* Start Material supplied *

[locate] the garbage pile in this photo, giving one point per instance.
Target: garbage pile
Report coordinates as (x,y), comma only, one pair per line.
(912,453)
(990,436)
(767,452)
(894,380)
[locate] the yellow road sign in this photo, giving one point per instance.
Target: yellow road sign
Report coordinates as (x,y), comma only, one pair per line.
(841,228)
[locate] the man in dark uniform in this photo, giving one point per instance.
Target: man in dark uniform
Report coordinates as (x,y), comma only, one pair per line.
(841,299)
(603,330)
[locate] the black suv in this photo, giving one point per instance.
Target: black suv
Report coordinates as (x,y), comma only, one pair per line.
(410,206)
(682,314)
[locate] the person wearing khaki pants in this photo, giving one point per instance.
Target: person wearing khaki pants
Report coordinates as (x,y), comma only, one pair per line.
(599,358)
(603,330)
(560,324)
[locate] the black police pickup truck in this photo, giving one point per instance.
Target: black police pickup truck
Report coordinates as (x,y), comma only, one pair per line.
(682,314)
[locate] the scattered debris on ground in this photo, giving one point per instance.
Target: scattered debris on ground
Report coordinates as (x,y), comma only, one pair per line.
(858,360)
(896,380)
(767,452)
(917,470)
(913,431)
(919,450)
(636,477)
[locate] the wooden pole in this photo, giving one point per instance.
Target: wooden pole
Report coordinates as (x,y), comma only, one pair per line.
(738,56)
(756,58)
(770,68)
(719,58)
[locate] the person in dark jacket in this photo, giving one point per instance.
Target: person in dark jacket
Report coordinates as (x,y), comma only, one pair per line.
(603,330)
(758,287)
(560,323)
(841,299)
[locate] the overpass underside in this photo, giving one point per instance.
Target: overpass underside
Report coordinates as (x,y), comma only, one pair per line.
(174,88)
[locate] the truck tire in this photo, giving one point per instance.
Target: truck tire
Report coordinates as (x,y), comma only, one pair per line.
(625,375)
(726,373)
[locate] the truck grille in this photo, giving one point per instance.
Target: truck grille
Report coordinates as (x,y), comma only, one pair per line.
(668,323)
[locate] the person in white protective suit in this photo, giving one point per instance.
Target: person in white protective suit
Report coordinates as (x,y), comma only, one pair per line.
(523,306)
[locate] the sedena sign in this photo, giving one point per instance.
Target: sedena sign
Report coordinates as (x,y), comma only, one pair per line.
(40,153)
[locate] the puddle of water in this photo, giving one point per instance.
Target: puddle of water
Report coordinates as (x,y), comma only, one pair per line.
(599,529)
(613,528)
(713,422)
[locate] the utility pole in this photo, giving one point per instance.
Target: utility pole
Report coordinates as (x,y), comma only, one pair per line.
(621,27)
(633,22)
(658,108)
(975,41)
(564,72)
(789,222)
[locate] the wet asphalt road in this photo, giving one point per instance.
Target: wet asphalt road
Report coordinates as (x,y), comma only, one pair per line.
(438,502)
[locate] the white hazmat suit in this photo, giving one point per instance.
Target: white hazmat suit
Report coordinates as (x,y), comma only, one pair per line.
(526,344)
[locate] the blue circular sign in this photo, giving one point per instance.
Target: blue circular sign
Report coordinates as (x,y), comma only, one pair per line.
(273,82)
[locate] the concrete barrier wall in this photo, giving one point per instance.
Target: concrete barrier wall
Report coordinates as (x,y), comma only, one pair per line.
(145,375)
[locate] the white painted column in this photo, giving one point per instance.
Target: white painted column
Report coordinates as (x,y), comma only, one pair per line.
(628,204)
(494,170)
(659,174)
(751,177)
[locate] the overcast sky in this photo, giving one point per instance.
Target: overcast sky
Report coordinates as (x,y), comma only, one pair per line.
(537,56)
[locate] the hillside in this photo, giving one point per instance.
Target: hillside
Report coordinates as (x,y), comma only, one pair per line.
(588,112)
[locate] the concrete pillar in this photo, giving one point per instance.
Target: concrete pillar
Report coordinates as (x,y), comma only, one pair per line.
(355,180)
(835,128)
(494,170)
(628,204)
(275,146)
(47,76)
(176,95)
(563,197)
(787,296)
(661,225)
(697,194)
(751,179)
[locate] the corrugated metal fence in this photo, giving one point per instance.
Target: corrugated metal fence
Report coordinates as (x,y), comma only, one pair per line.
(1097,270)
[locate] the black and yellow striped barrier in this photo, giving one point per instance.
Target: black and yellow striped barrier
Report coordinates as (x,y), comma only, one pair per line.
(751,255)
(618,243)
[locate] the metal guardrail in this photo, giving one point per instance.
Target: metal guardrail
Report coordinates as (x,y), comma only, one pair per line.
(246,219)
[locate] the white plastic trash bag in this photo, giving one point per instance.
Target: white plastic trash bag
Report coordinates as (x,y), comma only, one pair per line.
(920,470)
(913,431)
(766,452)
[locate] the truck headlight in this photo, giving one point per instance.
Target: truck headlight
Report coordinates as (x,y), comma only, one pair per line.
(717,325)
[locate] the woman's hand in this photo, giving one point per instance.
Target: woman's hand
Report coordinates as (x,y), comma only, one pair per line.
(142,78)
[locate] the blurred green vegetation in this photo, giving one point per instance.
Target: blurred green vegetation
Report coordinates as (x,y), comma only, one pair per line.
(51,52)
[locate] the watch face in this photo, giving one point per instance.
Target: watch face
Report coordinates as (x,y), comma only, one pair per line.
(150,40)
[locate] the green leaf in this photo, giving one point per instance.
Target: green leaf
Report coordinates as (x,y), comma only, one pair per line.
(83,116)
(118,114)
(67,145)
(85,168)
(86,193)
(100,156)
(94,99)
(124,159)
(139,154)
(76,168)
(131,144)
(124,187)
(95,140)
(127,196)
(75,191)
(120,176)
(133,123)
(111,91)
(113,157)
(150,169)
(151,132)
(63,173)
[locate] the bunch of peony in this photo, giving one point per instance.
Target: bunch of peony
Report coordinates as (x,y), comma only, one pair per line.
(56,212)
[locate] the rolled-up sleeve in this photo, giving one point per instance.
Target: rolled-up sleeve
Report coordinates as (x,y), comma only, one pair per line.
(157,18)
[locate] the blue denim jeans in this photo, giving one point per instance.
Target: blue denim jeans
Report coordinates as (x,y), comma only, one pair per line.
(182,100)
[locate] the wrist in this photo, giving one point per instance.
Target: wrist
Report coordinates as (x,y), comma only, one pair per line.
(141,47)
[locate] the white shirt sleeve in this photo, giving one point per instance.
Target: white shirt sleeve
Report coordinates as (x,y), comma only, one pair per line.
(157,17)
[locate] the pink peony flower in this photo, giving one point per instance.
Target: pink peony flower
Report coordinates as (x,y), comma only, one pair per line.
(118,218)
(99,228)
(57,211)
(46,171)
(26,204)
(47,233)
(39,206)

* End Material supplied *
* Start Material supplied *

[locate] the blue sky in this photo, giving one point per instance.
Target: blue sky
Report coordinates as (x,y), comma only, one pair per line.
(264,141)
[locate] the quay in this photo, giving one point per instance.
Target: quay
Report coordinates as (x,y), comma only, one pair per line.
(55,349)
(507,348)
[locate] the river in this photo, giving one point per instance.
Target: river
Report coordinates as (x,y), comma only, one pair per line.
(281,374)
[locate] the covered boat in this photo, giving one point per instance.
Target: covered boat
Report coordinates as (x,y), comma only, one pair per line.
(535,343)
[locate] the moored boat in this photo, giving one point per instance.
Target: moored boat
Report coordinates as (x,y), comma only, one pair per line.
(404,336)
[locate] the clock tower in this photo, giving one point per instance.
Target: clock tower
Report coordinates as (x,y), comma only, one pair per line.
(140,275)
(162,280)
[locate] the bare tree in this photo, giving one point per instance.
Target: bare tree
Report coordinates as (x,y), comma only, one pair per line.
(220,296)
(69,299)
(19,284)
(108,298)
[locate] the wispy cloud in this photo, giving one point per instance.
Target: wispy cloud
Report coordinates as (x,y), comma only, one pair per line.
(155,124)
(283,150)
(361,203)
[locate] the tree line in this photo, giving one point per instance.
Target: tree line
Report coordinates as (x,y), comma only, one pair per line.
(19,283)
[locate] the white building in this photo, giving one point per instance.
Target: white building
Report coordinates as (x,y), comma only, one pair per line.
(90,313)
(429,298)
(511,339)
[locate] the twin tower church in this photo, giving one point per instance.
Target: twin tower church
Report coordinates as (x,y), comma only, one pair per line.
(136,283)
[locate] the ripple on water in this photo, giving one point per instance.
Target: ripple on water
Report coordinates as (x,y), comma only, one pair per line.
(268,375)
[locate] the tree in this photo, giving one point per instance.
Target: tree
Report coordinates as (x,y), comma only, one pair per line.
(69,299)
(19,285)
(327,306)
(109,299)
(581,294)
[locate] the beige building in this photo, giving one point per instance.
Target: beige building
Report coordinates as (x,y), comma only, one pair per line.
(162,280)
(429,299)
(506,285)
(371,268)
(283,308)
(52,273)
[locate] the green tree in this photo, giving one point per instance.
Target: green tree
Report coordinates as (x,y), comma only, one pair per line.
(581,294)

* End Material supplied *

Collect every line of the records above that contains the word "peony", matching case exactly.

* _Reply to the task_:
[locate] the bunch of peony in this photo, giving one point per instance.
Target: bunch of peony
[locate] the pink peony flower in this photo, giving one point per instance.
Target: pink peony flower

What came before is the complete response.